> _Directions_
Everything in the listing must be transcribed exactly, from the first line to the last.

> _Data for review_
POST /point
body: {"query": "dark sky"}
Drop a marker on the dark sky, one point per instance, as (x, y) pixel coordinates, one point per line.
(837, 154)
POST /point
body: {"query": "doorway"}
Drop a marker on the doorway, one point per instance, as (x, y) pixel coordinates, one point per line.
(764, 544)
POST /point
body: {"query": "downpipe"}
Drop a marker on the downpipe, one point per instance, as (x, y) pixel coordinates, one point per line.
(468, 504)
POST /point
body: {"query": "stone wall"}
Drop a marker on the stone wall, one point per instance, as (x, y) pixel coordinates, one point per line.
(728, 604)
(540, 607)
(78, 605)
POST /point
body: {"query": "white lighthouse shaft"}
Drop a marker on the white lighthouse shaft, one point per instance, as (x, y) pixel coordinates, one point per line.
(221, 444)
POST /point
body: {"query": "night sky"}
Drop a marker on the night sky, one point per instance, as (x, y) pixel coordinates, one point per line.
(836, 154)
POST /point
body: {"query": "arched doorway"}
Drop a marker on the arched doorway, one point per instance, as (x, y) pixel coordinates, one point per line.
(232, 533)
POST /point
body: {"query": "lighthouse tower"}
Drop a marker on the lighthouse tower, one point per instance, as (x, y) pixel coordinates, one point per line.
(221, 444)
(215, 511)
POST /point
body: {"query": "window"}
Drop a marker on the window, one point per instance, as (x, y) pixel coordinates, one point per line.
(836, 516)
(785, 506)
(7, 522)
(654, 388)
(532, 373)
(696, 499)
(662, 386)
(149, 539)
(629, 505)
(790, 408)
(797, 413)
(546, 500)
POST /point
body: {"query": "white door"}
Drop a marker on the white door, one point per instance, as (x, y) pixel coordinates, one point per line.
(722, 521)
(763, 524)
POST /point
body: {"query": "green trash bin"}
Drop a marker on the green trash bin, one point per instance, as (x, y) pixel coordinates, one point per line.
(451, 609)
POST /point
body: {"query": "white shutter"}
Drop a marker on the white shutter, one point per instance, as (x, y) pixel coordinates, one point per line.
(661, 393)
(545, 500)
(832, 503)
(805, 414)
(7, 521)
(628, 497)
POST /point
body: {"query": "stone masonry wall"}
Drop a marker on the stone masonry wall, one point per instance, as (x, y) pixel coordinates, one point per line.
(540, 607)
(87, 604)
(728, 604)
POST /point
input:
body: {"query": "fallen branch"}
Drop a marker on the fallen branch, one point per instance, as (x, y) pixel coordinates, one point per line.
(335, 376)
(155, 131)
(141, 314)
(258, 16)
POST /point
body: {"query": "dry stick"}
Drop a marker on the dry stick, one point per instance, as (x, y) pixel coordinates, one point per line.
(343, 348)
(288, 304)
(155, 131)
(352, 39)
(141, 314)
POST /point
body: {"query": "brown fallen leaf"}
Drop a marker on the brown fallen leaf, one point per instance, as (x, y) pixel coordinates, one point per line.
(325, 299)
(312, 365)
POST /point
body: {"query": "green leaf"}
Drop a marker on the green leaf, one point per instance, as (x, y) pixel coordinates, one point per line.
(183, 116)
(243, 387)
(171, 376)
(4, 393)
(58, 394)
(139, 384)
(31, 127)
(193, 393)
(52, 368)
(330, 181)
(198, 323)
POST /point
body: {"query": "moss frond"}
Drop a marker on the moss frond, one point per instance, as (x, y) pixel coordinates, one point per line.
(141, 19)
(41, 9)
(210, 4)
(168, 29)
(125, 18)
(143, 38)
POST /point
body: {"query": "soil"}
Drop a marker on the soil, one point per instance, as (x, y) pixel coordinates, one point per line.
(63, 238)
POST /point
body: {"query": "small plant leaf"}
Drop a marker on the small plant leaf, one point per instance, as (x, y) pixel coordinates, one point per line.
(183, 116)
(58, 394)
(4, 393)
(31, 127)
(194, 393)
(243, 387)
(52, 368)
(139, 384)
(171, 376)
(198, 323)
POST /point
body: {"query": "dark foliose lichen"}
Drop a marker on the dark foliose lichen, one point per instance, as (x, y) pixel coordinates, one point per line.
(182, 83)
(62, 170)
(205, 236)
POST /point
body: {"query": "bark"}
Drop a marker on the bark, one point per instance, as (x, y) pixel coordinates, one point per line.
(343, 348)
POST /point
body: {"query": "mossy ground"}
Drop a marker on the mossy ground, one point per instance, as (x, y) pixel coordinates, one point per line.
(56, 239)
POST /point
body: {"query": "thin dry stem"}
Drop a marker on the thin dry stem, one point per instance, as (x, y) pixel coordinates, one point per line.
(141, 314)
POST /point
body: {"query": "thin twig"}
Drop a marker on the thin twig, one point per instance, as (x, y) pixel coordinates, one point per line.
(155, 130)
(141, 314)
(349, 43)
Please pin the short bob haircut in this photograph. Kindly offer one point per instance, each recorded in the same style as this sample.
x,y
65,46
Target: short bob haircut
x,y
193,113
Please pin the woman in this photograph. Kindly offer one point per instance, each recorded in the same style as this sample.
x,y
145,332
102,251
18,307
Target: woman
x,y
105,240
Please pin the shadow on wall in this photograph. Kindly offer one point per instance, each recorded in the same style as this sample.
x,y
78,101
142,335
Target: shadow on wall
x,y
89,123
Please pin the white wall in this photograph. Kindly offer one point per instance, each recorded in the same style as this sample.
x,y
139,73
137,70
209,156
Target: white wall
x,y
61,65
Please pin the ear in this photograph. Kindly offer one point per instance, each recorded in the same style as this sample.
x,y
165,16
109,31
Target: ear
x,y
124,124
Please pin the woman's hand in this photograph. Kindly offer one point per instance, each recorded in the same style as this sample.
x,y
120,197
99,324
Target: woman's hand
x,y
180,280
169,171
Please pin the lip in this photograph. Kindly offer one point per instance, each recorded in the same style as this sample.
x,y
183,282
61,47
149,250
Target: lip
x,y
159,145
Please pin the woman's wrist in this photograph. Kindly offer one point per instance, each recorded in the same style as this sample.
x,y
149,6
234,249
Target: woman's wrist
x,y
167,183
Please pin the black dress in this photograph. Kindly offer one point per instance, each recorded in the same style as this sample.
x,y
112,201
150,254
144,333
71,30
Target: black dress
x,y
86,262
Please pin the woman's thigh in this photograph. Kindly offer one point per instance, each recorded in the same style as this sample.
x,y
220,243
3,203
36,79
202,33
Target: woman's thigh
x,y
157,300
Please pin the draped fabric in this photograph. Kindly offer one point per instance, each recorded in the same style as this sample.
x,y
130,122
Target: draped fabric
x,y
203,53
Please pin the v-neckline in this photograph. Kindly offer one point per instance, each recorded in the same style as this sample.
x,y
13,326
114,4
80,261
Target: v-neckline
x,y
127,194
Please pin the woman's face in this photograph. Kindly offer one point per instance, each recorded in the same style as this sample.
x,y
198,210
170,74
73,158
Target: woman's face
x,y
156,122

> _Exercise output_
POST /point
body: {"query": "dark sky"}
Drop a marker on the dark sky, one point per instance, as (x, y) pixel coordinates, one point per line.
(837, 154)
POST /point
body: {"query": "doorway"}
Drop a marker on the doorway, one point per instance, as (x, y) pixel coordinates, one point per line.
(764, 544)
POST /point
body: {"query": "downpipe"}
Drop a marker on the downpipe, one point per instance, as (x, y) pixel coordinates, one point per line.
(468, 504)
POST /point
body: {"query": "stone wall"}
Drop a marker on the stone wall, one point per instance, as (x, y) pixel coordinates, one point per line.
(728, 604)
(540, 607)
(78, 605)
POST /point
body: {"query": "white lighthouse shaft"}
Drop a marker on the white lighthouse shaft, one point per instance, as (x, y) pixel coordinates, one point per line.
(221, 444)
POST /point
body: {"query": "night sky"}
Drop a marker on the night sky, one point per instance, as (x, y) pixel coordinates, one point per line.
(836, 154)
POST /point
body: {"query": "arched doorway"}
Drop a marker on the arched doorway, one point per instance, as (x, y) pixel coordinates, one point per line.
(232, 533)
POST /point
body: {"query": "lighthouse tower"}
Drop a marker on the lighthouse tower, one point per instance, as (x, y) pixel coordinates, one point per line.
(221, 444)
(215, 511)
POST /point
body: {"query": "window"}
Drop a marker on the window, one point per instance, as (x, y) pixel coordinates, one point per line.
(836, 516)
(785, 506)
(7, 522)
(654, 388)
(532, 373)
(696, 499)
(662, 386)
(149, 539)
(629, 505)
(790, 408)
(797, 413)
(546, 500)
POST /point
body: {"query": "white door"}
Drop a marker on the white door, one point per instance, as (x, y) pixel coordinates, one point per line.
(722, 521)
(763, 524)
POST /point
body: {"query": "green trash bin"}
Drop a marker on the green trash bin, one point per instance, as (x, y) pixel coordinates, one point per line.
(451, 609)
POST /point
body: {"query": "white shutter"}
Drop a marker on the white shutter, one point per instance, as (x, y) pixel coordinates, one point per line.
(661, 393)
(545, 500)
(832, 503)
(805, 414)
(7, 521)
(628, 497)
POST /point
body: {"query": "stone masonry wall"}
Drop a marker on the stone masonry wall, one point per instance, as (x, y) pixel coordinates, one point per line.
(540, 607)
(87, 604)
(728, 604)
POST /point
input:
body: {"query": "fallen branch"}
Drop a marker on the fallen branch, one point per instance, as (x, y) pixel coordinates, one point per line.
(335, 376)
(155, 131)
(141, 314)
(258, 16)
POST /point
body: {"query": "dry stick"}
Drop a marker on the dry stick, one point per instance, as (x, y) pixel coordinates, one point per line.
(343, 348)
(288, 304)
(155, 131)
(352, 39)
(141, 314)
POST /point
body: {"query": "brown fallen leaf"}
Drop a marker on the brown fallen leaf, one point per instance, as (x, y) pixel coordinates, one point per line.
(325, 299)
(312, 365)
POST /point
body: {"query": "green leaf"}
Drop a marker on the green leaf, one point per instance, as (x, y) pixel coordinates, one point per line.
(183, 116)
(243, 387)
(171, 376)
(4, 393)
(58, 394)
(139, 384)
(31, 127)
(193, 393)
(52, 368)
(330, 181)
(198, 323)
POST /point
body: {"query": "moss frond"}
Drop a marker on the moss frond, one point per instance, as (x, y) pixel coordinates, one point per line.
(141, 19)
(41, 9)
(210, 4)
(168, 29)
(125, 18)
(143, 38)
POST /point
body: {"query": "soil"}
Drop a marker on the soil, one point per instance, as (x, y) pixel coordinates, one point per line.
(63, 238)
POST /point
body: {"query": "small plant leaf"}
Drop a marker on the small plant leaf, one point per instance, as (x, y) pixel coordinates, one point per line.
(183, 116)
(58, 394)
(4, 393)
(31, 127)
(194, 393)
(243, 387)
(52, 368)
(139, 384)
(171, 376)
(198, 323)
POST /point
body: {"query": "dark foliose lichen"}
Drop a marker on the dark foliose lichen, one point per instance, as (x, y) pixel coordinates, one point per line.
(182, 83)
(62, 170)
(205, 236)
POST /point
body: {"query": "bark"}
Drop a marker on the bark, one point per instance, as (x, y) pixel coordinates, one point per line.
(343, 348)
POST /point
body: {"query": "mossy ground"}
Drop a marker on the mossy ground, one point per instance, as (x, y) pixel coordinates, one point per line.
(56, 239)
POST /point
body: {"query": "thin dry stem"}
Drop a marker on the thin dry stem, one point per instance, as (x, y) pixel coordinates, one point per line.
(141, 314)
POST /point
body: {"query": "thin twig"}
Drop a marker on the thin twig, one point per instance, as (x, y) pixel coordinates, one point per line.
(155, 130)
(141, 314)
(349, 43)
Please pin the short bob haircut in this photograph. Kindly offer one point per instance, each recorded in the same style as this sample.
x,y
65,46
Target: short bob haircut
x,y
193,113
Please pin the woman in this photograph. Kindly offer one point per instance, each recorded in the same style as this sample.
x,y
145,332
102,251
18,307
Target: woman
x,y
105,240
Please pin the shadow on wall in this photograph. Kindly offer one point per instance, each recorded in the same style as this sample.
x,y
78,101
142,335
Target: shadow on wall
x,y
89,123
Please pin the white wall in this photograph. Kindly offer one point per instance, each recorded in the same style as this sample.
x,y
139,73
137,70
209,156
Target: white wall
x,y
61,65
Please pin the ear in this photograph. Kindly offer one point per instance, each recorded in the same style as this sample.
x,y
165,16
109,31
Target: ear
x,y
124,124
Please pin the woman's hand in this photograph. Kindly offer one point per instance, each recorded in the same style as this sample.
x,y
120,197
99,324
Target: woman's hand
x,y
180,280
169,171
Please pin the lip in this photograph. Kindly offer one point per instance, each recorded in the same style as this sample.
x,y
183,282
61,47
149,250
Target: lip
x,y
159,145
Please pin the woman's wrist in this photograph. Kindly offer one point per instance, each recorded in the same style as this sample.
x,y
149,6
234,249
Target: woman's wrist
x,y
167,183
Please pin the black dress in this photograph. Kindly offer one point per instance, each recorded in the same style as this sample.
x,y
112,201
150,254
144,333
71,30
Target: black dress
x,y
86,262
Please pin the woman's thigh in this photograph. Kindly offer one point per instance, each recorded in the same style as this sample.
x,y
220,243
3,203
36,79
202,33
Target: woman's thigh
x,y
157,300
Please pin the draped fabric in this photograph. Kindly offer one point per instance, each recorded in the same style as this sample.
x,y
130,122
Target: draped fabric
x,y
203,53
Please pin the v-neckline in this photograph. Kindly offer one point per instance, each recorded in the same style as this sample.
x,y
13,326
114,4
80,261
Target: v-neckline
x,y
127,194
Please pin the woman's face in this photograph. Kindly offer one point per instance, each recorded in the same style as this sample.
x,y
198,210
170,74
73,158
Target: woman's face
x,y
156,122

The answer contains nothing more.